[Work to be completed] Put every line of the entries below into a Markdown table with the columns Number and Text, giving each line its row number and skipping blank lines. Leave the pictures out of the table.

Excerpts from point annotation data
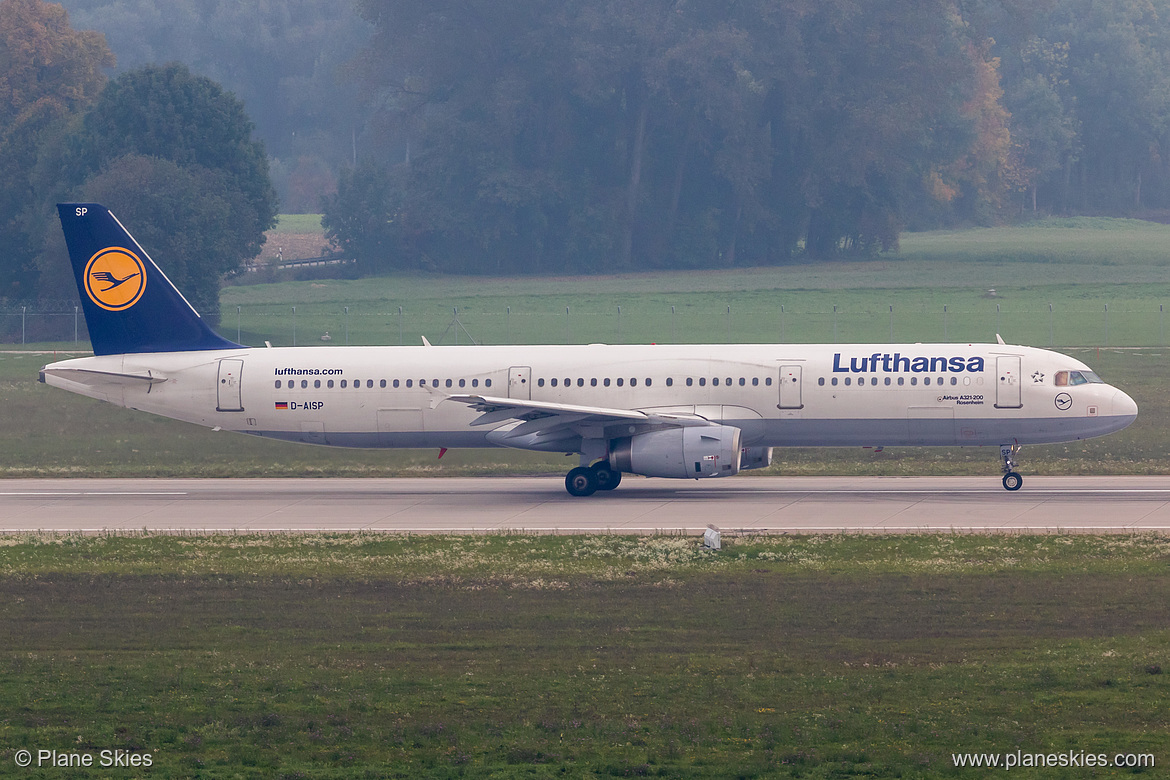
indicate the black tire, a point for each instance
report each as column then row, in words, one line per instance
column 606, row 477
column 580, row 482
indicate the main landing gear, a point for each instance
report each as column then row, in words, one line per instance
column 1012, row 480
column 587, row 480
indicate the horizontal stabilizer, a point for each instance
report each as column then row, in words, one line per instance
column 98, row 378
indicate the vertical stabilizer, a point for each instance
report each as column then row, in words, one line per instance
column 129, row 303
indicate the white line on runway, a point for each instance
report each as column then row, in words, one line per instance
column 60, row 492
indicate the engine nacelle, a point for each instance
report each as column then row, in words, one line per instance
column 755, row 457
column 679, row 453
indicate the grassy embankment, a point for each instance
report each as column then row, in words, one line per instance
column 1078, row 266
column 580, row 656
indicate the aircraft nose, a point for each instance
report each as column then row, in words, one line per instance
column 1123, row 406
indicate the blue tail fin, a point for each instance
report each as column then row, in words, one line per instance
column 129, row 303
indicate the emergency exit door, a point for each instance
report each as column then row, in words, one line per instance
column 1009, row 381
column 520, row 382
column 228, row 387
column 790, row 388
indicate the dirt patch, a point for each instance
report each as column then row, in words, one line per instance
column 291, row 246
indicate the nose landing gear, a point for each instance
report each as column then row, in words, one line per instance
column 1012, row 480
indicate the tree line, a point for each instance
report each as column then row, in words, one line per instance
column 608, row 135
column 577, row 136
column 170, row 152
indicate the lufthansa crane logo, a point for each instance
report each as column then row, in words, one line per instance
column 115, row 278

[Written response]
| Number | Text |
|---|---|
| 1 | indicate the black tire, a point for each instance |
| 2 | report each as column then row, in words, one line per instance |
| 3 | column 606, row 477 |
| 4 | column 580, row 482 |
| 5 | indicate the main landing gear, a point for each instance |
| 6 | report each as column then row, in words, one line per instance |
| 7 | column 1012, row 480 |
| 8 | column 587, row 480 |
| 9 | indicate the horizontal stabilizer, a point for each instance |
| 10 | report each as column then row, in words, one line per instance |
| 11 | column 98, row 378 |
| 12 | indicate the vertical stabilizer, a point for each instance |
| 13 | report each as column then row, in words, one line per instance |
| 14 | column 129, row 303 |
| 15 | indicate the white line on runway, a point for each instance |
| 16 | report each as column then row, in words, one line per instance |
| 17 | column 60, row 492 |
| 18 | indicate the engine nacelle, a point for each instance |
| 19 | report each as column then row, in words, one line per instance |
| 20 | column 755, row 457 |
| 21 | column 679, row 453 |
| 22 | indicate the grassy embankment, a point for each instance |
| 23 | report each as column then row, in words, one line per instance |
| 24 | column 1078, row 266 |
| 25 | column 580, row 656 |
| 26 | indicate the aircraft nose, a point for each instance |
| 27 | report each as column then row, in words, one line per instance |
| 28 | column 1123, row 406 |
| 29 | indicate the blue tail fin, a point for each instance |
| 30 | report each as column then row, in words, one line per instance |
| 31 | column 129, row 303 |
| 32 | indicate the emergency exit door, a point for each instance |
| 33 | report each as column then row, in words, one line per instance |
| 34 | column 1009, row 381 |
| 35 | column 520, row 382 |
| 36 | column 228, row 387 |
| 37 | column 790, row 388 |
| 38 | indicate the dirt patch, a point for each instance |
| 39 | report each as column then row, in words, one line per instance |
| 40 | column 291, row 246 |
| 41 | indicate the nose landing gear, a point for each instance |
| 42 | report each as column then row, in words, one line per instance |
| 43 | column 1012, row 480 |
| 44 | indicate the tree line, a point for each instance |
| 45 | report each as column then row, in words, one line per instance |
| 46 | column 608, row 135 |
| 47 | column 577, row 136 |
| 48 | column 170, row 152 |
| 49 | indicate the lufthansa crane logo, a point for each instance |
| 50 | report each as column then row, in words, one line per instance |
| 51 | column 115, row 278 |